_Directive_:
Format the data from the line with "query: Where is the orange stripe on flag?" up to and including the final line of the data as a Markdown table with the columns Row and Line. Number each line in Row, and leave out any blank lines.

_Dataset rows_:
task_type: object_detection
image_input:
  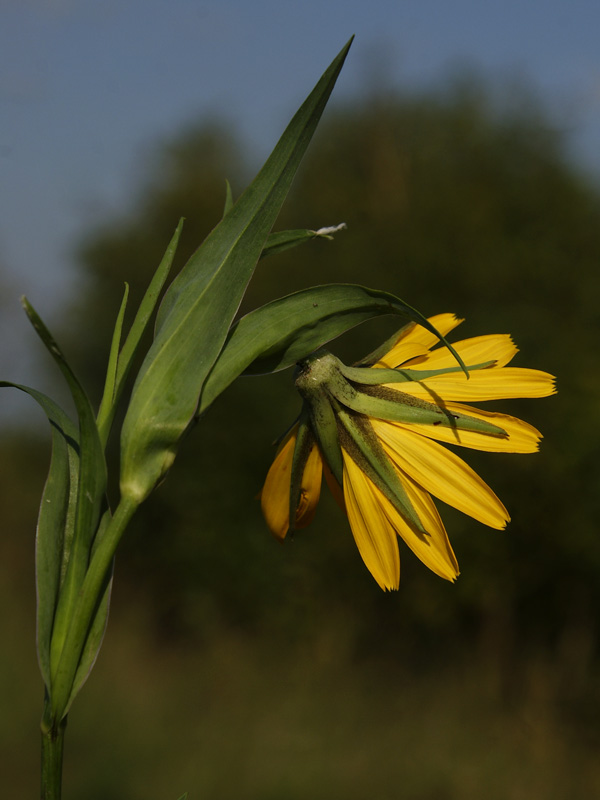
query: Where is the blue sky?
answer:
[0,0,600,412]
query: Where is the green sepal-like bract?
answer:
[335,403,427,535]
[198,284,465,414]
[331,381,506,438]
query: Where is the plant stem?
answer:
[41,698,67,800]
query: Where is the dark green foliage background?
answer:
[3,76,600,800]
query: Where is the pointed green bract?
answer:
[335,406,427,534]
[121,43,350,503]
[340,361,496,386]
[329,382,506,438]
[198,284,464,413]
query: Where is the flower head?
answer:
[261,314,555,589]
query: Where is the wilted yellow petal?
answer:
[260,425,323,539]
[372,420,510,529]
[406,403,542,453]
[342,448,400,589]
[296,444,323,528]
[394,367,556,405]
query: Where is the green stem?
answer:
[52,497,139,720]
[41,698,67,800]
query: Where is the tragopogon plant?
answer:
[0,37,552,800]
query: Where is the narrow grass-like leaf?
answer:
[115,222,184,400]
[22,298,106,691]
[0,381,79,690]
[198,284,463,413]
[97,283,129,446]
[98,218,184,446]
[63,509,114,714]
[121,43,350,502]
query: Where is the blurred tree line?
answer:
[4,76,600,673]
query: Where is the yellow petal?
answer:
[404,403,542,453]
[296,444,323,529]
[394,367,556,404]
[376,314,463,368]
[260,425,322,539]
[371,419,510,529]
[377,474,459,581]
[405,333,518,369]
[342,449,400,589]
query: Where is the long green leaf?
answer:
[22,298,106,700]
[121,42,350,502]
[63,509,114,714]
[0,381,79,690]
[198,284,462,413]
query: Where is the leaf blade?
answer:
[198,284,466,413]
[121,42,350,502]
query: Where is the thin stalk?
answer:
[41,697,67,800]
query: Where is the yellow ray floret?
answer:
[261,314,555,589]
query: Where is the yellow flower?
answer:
[261,314,555,589]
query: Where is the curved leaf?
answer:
[198,284,462,413]
[121,43,350,503]
[22,298,106,692]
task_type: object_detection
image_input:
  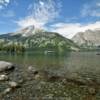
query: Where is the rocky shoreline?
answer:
[0,61,100,100]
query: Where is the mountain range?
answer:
[0,26,79,52]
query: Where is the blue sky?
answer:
[0,0,100,38]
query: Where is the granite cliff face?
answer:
[0,26,78,52]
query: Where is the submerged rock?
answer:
[3,88,12,94]
[0,75,8,81]
[9,81,18,88]
[0,61,15,72]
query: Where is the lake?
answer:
[0,52,100,77]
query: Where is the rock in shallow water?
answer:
[0,61,15,72]
[9,81,18,88]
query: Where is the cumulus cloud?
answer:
[1,10,15,17]
[81,0,100,17]
[16,0,61,28]
[0,0,10,9]
[51,21,100,38]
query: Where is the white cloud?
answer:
[0,0,10,9]
[15,16,45,28]
[16,0,61,28]
[81,0,100,17]
[51,21,100,38]
[1,10,15,17]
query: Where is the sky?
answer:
[0,0,100,38]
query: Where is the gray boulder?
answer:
[0,61,15,72]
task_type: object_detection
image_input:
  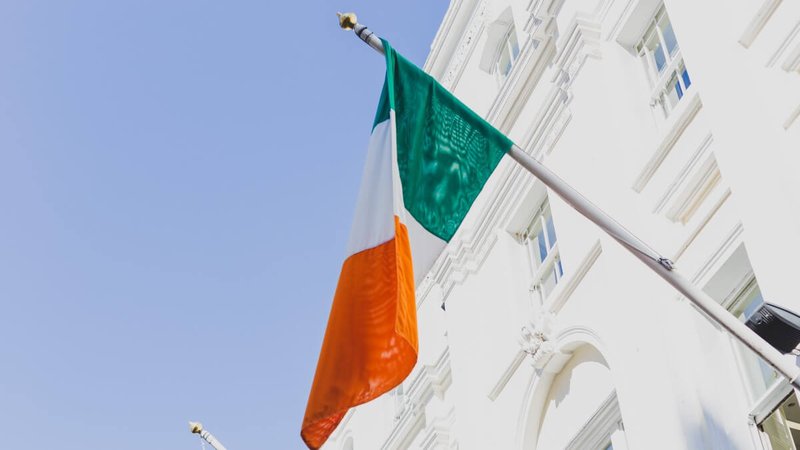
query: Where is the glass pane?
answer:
[547,215,556,248]
[645,30,667,73]
[664,73,683,111]
[658,15,678,55]
[681,67,692,89]
[731,286,778,400]
[508,30,519,60]
[497,46,511,77]
[760,394,800,450]
[542,269,558,297]
[536,230,549,264]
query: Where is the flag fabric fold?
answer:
[301,41,512,449]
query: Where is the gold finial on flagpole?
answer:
[336,13,358,30]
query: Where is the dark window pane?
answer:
[537,230,547,261]
[547,217,556,248]
[681,67,692,89]
[663,22,678,55]
[653,43,667,73]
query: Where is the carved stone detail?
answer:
[442,0,487,89]
[519,312,556,369]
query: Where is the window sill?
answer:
[633,89,703,193]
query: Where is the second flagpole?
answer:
[339,14,800,389]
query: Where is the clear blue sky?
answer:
[0,0,447,450]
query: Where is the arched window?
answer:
[536,345,627,450]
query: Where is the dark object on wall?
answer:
[746,303,800,353]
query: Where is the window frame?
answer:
[722,272,800,450]
[492,25,520,85]
[633,3,692,118]
[564,390,628,450]
[522,198,564,305]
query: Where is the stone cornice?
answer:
[381,347,451,450]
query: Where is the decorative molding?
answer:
[487,348,527,401]
[633,89,703,193]
[420,408,458,450]
[547,239,603,314]
[783,105,800,130]
[670,189,731,262]
[691,222,744,286]
[739,0,781,48]
[381,347,452,450]
[605,0,639,40]
[565,391,622,450]
[442,0,488,90]
[434,159,538,303]
[423,0,468,75]
[748,377,793,425]
[519,312,558,370]
[653,132,714,214]
[766,17,800,67]
[328,408,358,442]
[666,155,722,224]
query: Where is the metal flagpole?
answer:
[339,13,800,389]
[189,422,231,450]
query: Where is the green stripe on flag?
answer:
[376,41,513,242]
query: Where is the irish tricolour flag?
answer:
[301,41,512,449]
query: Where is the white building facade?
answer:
[324,0,800,450]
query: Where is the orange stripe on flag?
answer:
[300,216,419,449]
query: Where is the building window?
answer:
[728,277,780,401]
[494,26,519,83]
[523,200,564,302]
[636,6,692,117]
[726,275,800,450]
[758,392,800,450]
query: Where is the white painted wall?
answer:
[325,0,800,450]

_Answer to the exercise_:
| Row | Line |
|---|---|
| 1 | query: Where is the orange stripe on flag? |
| 2 | answer: |
| 3 | [300,216,419,449] |
| 4 | query: Where is the building window? |
| 5 | answer: |
| 6 | [728,277,780,401] |
| 7 | [494,26,519,83] |
| 8 | [523,200,564,302] |
| 9 | [636,6,692,117] |
| 10 | [726,275,800,450] |
| 11 | [758,392,800,450] |
| 12 | query: Where is the white painted wall? |
| 13 | answer: |
| 14 | [325,0,800,450] |